--- TESTO ---

Gli avari sono quelli che erano sempre riluttanti in vita a mettere soldi nel piatto, anche se con ottime mani, per paura di perdere: essi sono condannati a pagare i bui ed i contro bui ad ogni mano.
I prodighi (oggi verrebbero chiamati polli) sono invece quelli che usavano elargire fiches all’avversario di turno, andando a chiamare le puntate più assurde, sempre in attesa dell’ultima carta.
Essi sono condannati a giocare in tavoli nei quali il dealer mette sul tavolo solo quattro carte, quasi dimenticandosi di distribuire la quinta.
I poveri dannati guardano il dealer in trepidante attesa, ma questi dichiara anticipatamente conclusa la giocata, e così per tutte le mani, per l’eternità.
Viene quindi superato lo Stige, altro fiume infernale, nelle cui acque Dante vede gli iracondi (quelli che in vita si arrabbiavano se non avevano carte buone) e gli accidiosi (quelli che, quando non avevano carte buone, dicevano di annoiarsi).

--- MATERIALE FORNITO ---

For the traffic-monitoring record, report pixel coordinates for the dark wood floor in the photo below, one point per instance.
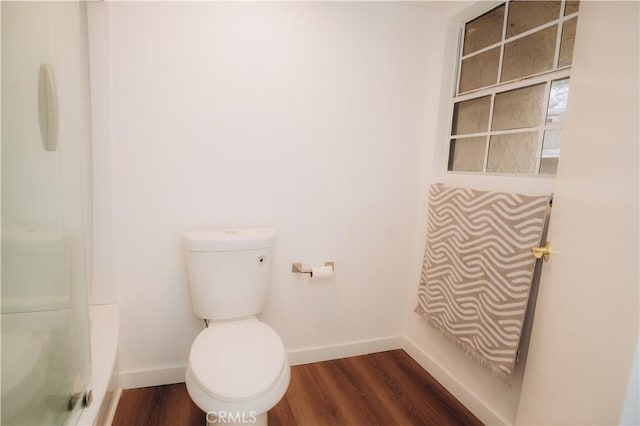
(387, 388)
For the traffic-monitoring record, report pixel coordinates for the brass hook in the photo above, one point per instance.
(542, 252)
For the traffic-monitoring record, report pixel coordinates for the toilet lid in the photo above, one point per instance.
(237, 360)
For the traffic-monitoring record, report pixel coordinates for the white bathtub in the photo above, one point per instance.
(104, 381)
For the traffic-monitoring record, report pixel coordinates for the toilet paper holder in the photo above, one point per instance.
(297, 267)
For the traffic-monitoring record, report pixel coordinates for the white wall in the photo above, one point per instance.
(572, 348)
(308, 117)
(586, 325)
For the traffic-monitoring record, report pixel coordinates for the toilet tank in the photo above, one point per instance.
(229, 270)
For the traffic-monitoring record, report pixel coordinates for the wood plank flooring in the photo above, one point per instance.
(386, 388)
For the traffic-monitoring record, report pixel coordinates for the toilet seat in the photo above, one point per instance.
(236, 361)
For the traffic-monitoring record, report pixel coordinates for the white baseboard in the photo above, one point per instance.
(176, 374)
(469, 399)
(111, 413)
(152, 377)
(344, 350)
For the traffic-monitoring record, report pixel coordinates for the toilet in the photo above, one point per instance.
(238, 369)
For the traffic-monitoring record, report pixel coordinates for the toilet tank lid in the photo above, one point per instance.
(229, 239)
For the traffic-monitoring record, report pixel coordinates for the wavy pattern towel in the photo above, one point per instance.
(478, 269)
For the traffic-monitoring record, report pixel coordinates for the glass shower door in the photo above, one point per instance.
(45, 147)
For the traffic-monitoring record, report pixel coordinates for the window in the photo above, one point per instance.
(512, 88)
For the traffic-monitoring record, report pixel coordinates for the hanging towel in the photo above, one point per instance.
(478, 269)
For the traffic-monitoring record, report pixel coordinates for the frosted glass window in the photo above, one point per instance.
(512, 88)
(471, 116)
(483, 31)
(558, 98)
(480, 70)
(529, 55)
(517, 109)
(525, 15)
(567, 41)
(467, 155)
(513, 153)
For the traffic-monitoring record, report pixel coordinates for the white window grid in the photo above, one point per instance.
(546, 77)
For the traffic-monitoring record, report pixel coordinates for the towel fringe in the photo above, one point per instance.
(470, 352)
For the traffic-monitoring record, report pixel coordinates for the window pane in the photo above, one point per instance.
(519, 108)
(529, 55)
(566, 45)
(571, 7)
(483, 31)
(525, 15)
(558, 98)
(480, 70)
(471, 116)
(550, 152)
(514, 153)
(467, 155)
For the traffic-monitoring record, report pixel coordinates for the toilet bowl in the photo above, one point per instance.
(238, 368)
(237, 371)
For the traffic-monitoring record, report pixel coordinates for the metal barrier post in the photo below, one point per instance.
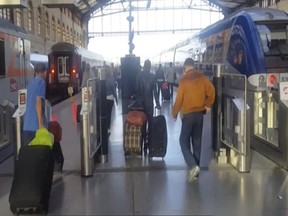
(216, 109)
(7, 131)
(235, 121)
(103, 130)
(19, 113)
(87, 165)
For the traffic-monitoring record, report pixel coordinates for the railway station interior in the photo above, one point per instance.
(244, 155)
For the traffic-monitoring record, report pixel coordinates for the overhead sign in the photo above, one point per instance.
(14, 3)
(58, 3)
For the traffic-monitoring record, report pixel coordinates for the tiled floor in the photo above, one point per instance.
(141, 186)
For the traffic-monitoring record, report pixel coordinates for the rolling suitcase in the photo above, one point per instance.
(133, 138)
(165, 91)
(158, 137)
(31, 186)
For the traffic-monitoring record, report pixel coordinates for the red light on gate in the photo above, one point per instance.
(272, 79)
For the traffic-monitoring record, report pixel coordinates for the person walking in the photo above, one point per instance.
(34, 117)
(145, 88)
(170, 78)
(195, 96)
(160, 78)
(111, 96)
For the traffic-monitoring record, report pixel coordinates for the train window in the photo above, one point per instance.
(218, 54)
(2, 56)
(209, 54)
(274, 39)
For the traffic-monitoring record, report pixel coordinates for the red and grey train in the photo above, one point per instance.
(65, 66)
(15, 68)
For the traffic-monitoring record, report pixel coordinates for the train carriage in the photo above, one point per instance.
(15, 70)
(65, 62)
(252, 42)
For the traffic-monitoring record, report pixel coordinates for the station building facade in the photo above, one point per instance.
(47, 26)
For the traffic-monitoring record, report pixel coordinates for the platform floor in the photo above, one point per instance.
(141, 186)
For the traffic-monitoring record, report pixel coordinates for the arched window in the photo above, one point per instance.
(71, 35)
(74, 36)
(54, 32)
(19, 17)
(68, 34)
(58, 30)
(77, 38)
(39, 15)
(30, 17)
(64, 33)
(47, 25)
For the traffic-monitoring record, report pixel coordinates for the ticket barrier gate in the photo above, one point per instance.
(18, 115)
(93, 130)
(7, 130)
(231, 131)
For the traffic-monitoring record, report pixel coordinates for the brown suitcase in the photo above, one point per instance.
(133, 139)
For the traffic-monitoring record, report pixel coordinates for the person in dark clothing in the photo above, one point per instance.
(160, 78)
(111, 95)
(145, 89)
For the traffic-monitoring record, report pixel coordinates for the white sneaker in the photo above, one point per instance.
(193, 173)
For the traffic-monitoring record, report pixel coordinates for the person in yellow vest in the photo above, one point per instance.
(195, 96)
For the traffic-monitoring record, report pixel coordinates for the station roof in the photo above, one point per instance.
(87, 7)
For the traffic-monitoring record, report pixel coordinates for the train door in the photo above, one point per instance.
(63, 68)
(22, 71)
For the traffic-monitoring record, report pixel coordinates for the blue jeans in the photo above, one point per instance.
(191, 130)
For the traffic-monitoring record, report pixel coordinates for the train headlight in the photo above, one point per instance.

---
--- MATERIALE FORNITO ---

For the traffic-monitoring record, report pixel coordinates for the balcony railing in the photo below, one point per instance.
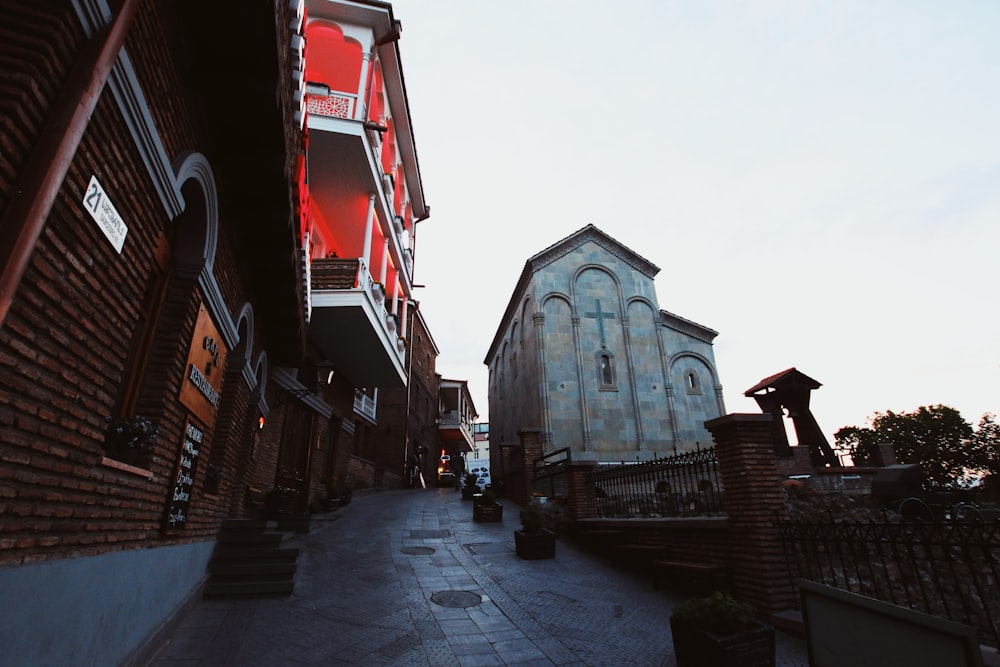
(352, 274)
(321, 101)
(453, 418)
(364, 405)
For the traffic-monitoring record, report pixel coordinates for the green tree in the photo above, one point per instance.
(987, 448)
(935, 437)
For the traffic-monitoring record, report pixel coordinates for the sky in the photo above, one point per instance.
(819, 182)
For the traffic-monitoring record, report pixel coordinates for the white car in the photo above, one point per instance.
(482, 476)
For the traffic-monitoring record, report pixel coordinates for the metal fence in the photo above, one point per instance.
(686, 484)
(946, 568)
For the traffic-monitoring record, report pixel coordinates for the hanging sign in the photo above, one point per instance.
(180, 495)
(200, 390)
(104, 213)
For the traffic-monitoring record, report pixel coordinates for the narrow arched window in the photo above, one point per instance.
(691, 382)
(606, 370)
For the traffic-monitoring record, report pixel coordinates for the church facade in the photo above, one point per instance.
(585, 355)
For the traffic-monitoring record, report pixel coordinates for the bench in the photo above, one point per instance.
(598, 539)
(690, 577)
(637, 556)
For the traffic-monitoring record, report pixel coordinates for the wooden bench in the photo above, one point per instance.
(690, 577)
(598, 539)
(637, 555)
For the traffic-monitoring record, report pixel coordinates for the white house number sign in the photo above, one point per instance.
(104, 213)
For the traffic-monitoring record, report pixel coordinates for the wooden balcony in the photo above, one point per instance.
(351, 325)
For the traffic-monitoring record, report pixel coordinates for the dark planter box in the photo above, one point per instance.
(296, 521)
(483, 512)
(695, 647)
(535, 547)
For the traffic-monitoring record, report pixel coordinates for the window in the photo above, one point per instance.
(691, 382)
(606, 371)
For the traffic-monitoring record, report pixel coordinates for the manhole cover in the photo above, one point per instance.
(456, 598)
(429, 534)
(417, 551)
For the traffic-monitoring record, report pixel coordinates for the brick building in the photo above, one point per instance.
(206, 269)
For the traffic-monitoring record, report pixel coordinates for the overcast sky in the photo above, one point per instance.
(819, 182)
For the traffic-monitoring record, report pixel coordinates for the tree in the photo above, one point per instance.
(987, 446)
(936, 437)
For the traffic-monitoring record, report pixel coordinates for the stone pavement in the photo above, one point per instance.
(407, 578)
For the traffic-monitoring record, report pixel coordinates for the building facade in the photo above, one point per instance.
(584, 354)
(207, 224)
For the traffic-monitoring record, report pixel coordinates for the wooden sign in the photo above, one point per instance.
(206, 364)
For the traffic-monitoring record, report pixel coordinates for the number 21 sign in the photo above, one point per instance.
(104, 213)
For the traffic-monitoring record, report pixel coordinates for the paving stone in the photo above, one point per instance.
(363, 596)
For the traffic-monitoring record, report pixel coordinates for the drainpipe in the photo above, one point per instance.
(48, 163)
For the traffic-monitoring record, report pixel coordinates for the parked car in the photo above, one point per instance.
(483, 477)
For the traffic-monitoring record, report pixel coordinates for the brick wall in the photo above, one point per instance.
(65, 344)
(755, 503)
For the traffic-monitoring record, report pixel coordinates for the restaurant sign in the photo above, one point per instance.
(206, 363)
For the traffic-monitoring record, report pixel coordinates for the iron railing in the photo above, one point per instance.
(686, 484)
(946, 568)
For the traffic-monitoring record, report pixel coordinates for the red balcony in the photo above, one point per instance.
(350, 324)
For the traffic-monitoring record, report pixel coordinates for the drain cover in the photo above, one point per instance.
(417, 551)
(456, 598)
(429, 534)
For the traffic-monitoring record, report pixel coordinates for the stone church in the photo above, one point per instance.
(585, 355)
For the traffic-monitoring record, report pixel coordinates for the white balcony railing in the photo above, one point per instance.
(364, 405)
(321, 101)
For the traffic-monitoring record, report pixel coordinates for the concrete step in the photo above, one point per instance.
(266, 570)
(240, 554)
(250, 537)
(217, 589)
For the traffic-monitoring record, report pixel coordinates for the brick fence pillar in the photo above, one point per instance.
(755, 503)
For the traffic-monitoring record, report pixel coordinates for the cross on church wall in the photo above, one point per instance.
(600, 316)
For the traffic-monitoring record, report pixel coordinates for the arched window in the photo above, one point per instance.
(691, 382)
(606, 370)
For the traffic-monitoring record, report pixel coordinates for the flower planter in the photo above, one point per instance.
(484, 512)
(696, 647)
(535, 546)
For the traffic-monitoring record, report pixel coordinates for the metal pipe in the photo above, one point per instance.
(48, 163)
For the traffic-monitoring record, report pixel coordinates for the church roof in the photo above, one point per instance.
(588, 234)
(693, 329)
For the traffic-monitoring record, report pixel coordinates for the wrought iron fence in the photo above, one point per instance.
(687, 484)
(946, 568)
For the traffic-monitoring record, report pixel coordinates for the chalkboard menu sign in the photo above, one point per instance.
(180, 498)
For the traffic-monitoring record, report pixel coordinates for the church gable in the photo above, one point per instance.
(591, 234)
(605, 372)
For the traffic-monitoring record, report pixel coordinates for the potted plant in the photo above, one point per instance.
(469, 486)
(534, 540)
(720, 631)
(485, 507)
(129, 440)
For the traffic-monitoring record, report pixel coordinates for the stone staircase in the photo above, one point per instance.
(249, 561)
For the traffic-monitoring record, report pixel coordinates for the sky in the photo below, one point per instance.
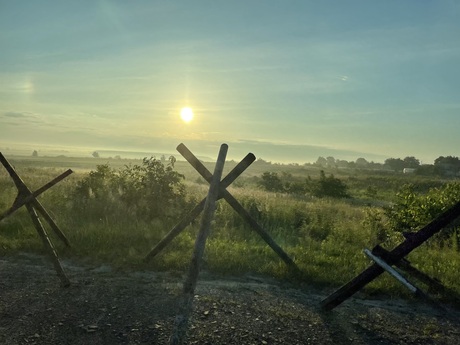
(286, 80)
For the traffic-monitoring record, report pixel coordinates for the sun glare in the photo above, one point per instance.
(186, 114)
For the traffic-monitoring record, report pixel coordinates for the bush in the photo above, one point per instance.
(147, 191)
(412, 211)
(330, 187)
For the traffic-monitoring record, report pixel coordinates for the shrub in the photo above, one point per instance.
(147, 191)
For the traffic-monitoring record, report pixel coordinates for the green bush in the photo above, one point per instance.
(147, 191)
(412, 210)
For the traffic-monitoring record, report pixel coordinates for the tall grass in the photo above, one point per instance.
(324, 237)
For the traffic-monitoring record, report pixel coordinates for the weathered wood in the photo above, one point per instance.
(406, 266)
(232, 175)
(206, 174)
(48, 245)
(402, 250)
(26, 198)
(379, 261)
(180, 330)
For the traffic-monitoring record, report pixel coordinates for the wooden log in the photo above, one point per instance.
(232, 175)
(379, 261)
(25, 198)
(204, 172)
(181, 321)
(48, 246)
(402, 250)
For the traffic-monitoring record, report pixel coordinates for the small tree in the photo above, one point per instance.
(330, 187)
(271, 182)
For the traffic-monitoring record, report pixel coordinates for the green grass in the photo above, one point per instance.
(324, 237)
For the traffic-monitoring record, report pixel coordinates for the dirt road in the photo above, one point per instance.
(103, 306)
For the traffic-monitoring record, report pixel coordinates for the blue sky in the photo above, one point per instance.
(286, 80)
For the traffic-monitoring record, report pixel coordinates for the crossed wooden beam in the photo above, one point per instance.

---
--- MATERIALE FORNITO ---

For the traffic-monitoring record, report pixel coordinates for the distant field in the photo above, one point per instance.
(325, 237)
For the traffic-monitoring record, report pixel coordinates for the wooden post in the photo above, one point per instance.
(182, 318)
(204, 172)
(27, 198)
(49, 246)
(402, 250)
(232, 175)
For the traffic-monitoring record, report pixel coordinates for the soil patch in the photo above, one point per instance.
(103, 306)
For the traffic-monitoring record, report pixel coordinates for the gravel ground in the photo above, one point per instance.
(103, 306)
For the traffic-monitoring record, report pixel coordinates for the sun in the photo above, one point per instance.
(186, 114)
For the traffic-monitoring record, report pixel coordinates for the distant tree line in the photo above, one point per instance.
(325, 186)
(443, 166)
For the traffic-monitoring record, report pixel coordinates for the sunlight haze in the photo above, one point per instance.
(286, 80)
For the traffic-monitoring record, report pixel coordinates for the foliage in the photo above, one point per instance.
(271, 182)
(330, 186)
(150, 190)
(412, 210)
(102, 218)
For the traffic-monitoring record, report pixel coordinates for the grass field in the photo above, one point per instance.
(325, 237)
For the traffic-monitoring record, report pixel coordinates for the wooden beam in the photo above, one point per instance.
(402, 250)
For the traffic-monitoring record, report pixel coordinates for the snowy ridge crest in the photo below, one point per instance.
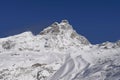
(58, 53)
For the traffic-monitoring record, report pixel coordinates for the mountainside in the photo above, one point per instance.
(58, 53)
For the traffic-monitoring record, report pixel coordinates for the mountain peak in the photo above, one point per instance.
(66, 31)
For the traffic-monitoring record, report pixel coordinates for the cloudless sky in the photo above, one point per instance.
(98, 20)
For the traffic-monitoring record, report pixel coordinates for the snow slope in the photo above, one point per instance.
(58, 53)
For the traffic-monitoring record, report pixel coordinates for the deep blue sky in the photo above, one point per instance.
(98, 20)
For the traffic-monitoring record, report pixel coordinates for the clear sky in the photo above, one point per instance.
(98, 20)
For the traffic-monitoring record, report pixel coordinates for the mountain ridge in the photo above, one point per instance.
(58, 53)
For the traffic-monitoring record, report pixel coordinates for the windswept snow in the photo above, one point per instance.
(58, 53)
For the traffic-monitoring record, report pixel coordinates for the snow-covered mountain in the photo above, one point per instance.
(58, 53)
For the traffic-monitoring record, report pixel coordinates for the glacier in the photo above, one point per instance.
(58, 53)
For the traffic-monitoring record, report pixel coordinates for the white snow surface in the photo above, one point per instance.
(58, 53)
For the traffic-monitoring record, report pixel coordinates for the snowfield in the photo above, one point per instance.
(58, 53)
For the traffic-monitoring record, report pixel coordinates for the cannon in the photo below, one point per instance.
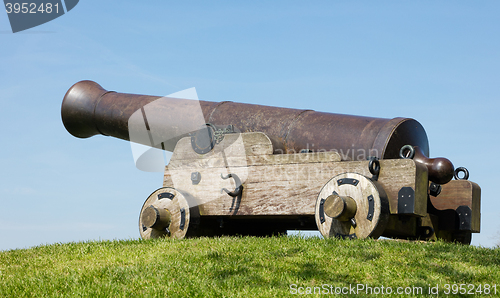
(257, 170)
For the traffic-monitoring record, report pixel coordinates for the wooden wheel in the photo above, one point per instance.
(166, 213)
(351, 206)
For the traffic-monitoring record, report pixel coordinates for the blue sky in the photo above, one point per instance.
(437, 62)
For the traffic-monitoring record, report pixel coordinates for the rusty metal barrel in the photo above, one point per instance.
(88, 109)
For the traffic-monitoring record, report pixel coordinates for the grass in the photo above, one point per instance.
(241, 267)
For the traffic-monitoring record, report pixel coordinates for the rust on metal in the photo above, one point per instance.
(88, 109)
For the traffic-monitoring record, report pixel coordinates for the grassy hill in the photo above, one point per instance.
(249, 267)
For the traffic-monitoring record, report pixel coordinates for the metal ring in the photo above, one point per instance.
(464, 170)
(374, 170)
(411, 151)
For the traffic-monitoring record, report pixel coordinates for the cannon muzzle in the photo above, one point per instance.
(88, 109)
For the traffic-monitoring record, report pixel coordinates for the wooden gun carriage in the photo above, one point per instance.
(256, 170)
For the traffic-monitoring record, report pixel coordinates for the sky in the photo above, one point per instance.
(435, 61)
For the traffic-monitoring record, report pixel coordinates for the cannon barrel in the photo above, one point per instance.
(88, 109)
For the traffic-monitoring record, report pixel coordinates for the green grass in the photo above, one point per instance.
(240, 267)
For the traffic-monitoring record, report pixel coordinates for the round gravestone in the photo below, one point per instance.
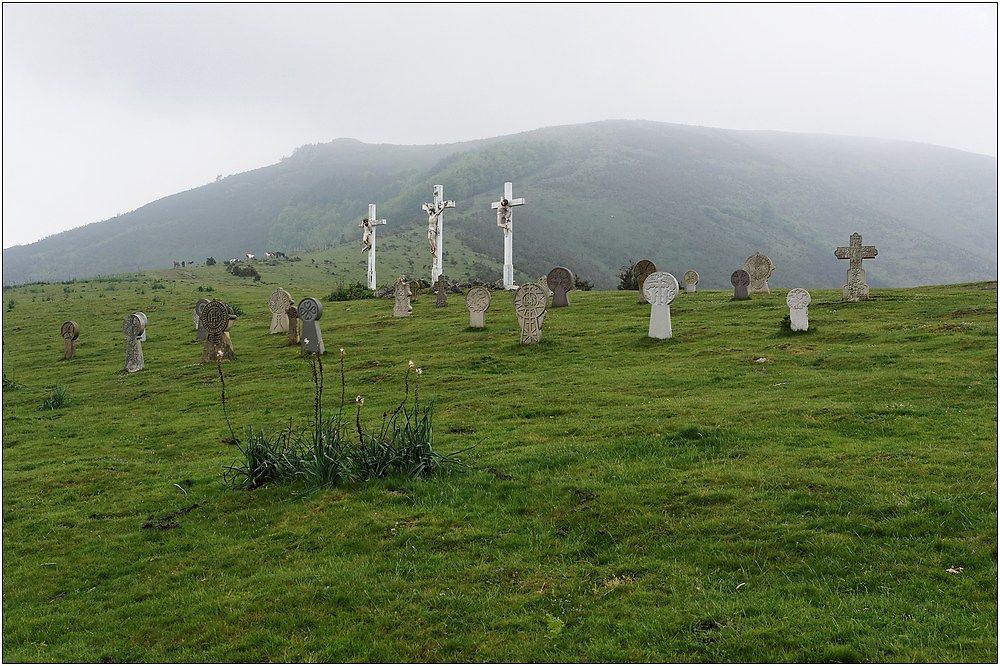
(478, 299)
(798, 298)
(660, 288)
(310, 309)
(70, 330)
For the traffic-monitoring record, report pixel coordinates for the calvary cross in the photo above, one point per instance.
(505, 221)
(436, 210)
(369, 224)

---

■ OBIETTIVO
Restituisci senza modifiche la porzione del testo sui dannati del poker che si apre con le parole contenenti "Essi sono condannati a giocare" e si chiude con "dicevano di annoiarsi).".

■ RISPOSTA
Essi sono condannati a giocare in tavoli nei quali il dealer mette sul tavolo solo quattro carte, quasi dimenticandosi di distribuire la quinta.
I poveri dannati guardano il dealer in trepidante attesa, ma questi dichiara anticipatamente conclusa la giocata, e così per tutte le mani, per l’eternità.
Viene quindi superato lo Stige, altro fiume infernale, nelle cui acque Dante vede gli iracondi (quelli che in vita si arrabbiavano se non avevano carte buone) e gli accidiosi (quelli che, quando non avevano carte buone, dicevano di annoiarsi).